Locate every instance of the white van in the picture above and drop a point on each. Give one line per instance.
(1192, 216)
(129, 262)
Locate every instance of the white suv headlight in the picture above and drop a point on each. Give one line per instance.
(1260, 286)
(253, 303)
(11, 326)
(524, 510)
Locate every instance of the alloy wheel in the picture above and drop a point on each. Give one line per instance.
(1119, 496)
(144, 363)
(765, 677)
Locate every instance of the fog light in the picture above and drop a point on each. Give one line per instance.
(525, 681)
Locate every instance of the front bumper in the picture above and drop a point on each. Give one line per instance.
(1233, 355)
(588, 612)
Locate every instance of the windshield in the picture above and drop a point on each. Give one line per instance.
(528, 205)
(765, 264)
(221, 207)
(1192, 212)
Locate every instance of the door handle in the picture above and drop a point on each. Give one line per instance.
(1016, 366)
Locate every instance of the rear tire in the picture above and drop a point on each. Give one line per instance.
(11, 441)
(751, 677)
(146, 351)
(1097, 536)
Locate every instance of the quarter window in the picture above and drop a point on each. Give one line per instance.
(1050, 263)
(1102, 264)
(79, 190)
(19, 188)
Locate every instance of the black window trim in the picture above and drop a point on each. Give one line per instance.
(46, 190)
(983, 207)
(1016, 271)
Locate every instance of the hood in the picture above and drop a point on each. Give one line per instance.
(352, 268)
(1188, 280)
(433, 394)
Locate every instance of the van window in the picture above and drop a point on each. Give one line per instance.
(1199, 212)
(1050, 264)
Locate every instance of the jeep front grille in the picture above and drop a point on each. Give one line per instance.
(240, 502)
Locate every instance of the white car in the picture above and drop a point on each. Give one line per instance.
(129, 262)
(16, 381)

..............................

* **Exercise prompt**: Could you render all the items above as a two-column CSV with the headers instruction and points, giving one row per item, with its text under instruction and its answer under points, each value in double quotes and any line breaks in it turned into spaces?

* **The solution**:
instruction,points
"Locate every instance of the white van in the picture above and drop a point on each. Give one line per instance.","(1192, 216) (129, 262)"
"Locate every instance of the white suv headlight in the picture above and drop a point on each. Give one line per instance.","(1260, 286) (253, 303) (11, 326) (524, 510)"
"Locate every instance of the alloy wheel in the picture above and drop a point on each. Give one line per instance.","(1119, 496) (144, 363) (765, 677)"
"Locate every instance of the fog light in the picture above and drop a point on each. Give one line per instance.","(525, 681)"
"Locate every instance of the front bumper in the picture above and drop a point on each. Give one line per instance.","(1233, 355) (588, 612)"
"Locate every instance of the windshield in the picture above and drop a point on each. Give one line per instance.","(528, 205) (765, 264) (221, 207) (1192, 212)"
"Locate every instance of the door handle in the picture above and drop a point on each. Give one line per instance.","(1016, 366)"
"Locate every instance of the rear tire in the picture above and drop a point on each. Give one line per instance.","(11, 441) (751, 677) (146, 351) (1097, 536)"
"Locate every instance of the quarter window in the picture above and drop a point on each. Give one line per instance.","(1050, 263) (1102, 264) (79, 190) (19, 188)"
"Locate every instance of the black window trim in the picture above and drop a point on each. Give one line per instance.","(46, 190) (983, 207) (1016, 271)"
"Locate every instance of the hood in the picture above and drop a point on each. Give one line per instance.","(352, 268) (1188, 280) (433, 394)"
"Locate every instance of the van window in the picture above and drop a point on each. Give one line per instance.","(1199, 212) (1050, 264)"
"Locate every instance of the jeep front grille in the picture above and drop a point on each. Give one line per instance.","(240, 502)"
"Locate every instance of the white car in the picture above and drop a point on each. Give one line per instance.","(129, 262) (16, 381)"